> _Challenge A_:
Copy the records word for word, starting at the line that contains "In the photo above, where can the front fender" and ending with the last line of the records.

━━ Selected text

I was bullied a fair bit as a kid... mostly by other girls, but there were a few guys who made fun of me too, and even some teachers gave me a hard time. Granted, I wore huge, thick glasses, I was smart, shy, strange and probably dressed a bit funny. Bringing an old microscope to class for show and tell probably didn't help either. Is it just me or does it seem that different is cool these days?


----------



## Mutatio NOmenis

I don't get bullied anymore. I turned 18, got a gun, started hitting the range, building up a marksmanship rep, and it just stopped...


----------



## luzluna

GrannyWeatherwax said:


> And for your information: INFJ's _can_ be bullies. In a very, very subtle, ice queen-bitchy way :dry:


Ugh, maybe a very VERY immature one? I would only ever act like an "ice-queen" to someone who has hurt me very deeply. In which case, I'm only doing it to protect myself. Sadly, if others don't know the extent of the offense towards me, I know that people will see me as a bitch, but only because they don't know my pain.

We're great empaths, but when our empathy runs dry for you, you are absolutely the worst human being we have ever encountered, and we HAVE to doorslam you, for our own sake. If being doorslammed feels like you're "being bullied", in our eyes, it's because you've proven yourself to deserve it.

━━━━

> _Challenge B_:
In the forum thread, turn the paragraph beginning "We're great empaths" into a short bulleted list that keeps its main points.

━━ Records provided

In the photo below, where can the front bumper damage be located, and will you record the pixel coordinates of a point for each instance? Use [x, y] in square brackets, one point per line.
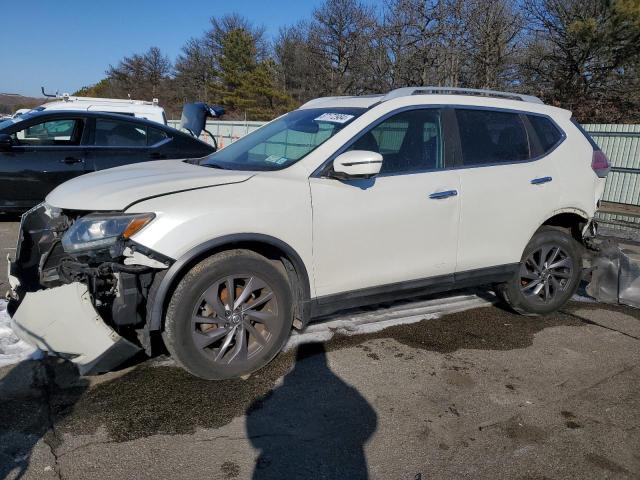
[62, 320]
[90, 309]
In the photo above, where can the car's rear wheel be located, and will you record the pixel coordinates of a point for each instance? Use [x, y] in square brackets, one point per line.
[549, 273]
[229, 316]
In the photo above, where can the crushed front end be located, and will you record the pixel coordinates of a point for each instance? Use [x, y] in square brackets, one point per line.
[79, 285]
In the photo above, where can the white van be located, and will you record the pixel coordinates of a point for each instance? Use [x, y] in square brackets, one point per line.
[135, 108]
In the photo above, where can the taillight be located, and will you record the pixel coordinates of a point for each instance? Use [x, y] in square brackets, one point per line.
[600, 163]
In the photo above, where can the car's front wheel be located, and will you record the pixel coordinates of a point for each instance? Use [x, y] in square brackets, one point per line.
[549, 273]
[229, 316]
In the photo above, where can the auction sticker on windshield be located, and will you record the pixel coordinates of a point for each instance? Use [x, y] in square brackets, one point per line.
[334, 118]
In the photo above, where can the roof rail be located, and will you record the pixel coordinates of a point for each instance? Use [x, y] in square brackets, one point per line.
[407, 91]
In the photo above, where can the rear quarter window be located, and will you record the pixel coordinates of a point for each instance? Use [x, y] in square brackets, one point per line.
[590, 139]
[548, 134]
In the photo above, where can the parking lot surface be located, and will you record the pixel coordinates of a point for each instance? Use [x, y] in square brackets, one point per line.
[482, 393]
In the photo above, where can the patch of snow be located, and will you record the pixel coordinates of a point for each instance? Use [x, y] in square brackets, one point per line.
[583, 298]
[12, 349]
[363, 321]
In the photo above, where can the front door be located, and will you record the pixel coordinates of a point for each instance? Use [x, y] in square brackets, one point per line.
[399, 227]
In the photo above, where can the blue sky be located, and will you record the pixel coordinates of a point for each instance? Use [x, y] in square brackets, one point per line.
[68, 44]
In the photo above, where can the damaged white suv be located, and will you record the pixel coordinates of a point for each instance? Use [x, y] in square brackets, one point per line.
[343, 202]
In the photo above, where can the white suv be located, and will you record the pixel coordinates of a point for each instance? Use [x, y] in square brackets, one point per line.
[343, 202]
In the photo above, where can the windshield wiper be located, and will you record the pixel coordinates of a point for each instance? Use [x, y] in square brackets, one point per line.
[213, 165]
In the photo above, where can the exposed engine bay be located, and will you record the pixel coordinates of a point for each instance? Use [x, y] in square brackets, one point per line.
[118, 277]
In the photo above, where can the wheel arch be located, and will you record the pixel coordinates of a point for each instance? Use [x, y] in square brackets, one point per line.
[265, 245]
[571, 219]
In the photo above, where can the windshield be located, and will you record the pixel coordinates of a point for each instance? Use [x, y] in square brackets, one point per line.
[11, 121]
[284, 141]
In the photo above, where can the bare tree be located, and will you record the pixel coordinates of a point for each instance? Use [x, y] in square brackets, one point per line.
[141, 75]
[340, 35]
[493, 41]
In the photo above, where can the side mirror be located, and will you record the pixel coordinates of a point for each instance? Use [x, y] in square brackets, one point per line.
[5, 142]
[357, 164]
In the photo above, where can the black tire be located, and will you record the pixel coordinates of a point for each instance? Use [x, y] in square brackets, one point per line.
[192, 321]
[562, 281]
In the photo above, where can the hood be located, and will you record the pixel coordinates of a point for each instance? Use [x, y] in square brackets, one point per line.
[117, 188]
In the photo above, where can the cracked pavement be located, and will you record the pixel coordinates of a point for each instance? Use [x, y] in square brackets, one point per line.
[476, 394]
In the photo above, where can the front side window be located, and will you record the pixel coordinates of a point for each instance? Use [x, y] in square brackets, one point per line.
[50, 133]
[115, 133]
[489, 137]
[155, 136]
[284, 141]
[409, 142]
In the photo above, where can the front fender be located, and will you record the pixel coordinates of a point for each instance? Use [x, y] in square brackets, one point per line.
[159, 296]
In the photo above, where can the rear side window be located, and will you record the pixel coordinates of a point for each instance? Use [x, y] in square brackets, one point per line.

━━━━

> _Final answer A_:
In the photo above, where can the front fender be located, and will you record the pixel coordinates of a point for each instance? Use [x, y] in square brackets, one point per line.
[159, 296]
In the photo above, where can the rear side window be located, and will you record the pixel coordinates of a point for each instance? Use [x, y] in square brackets, one point per line.

> _Final answer B_:
- We are great empaths.
- When our empathy for someone runs dry, that person becomes the worst human being we have ever encountered.
- We then have to doorslam that person for our own sake.
- If being doorslammed feels like being bullied, in our eyes it is because the person has proven to deserve it.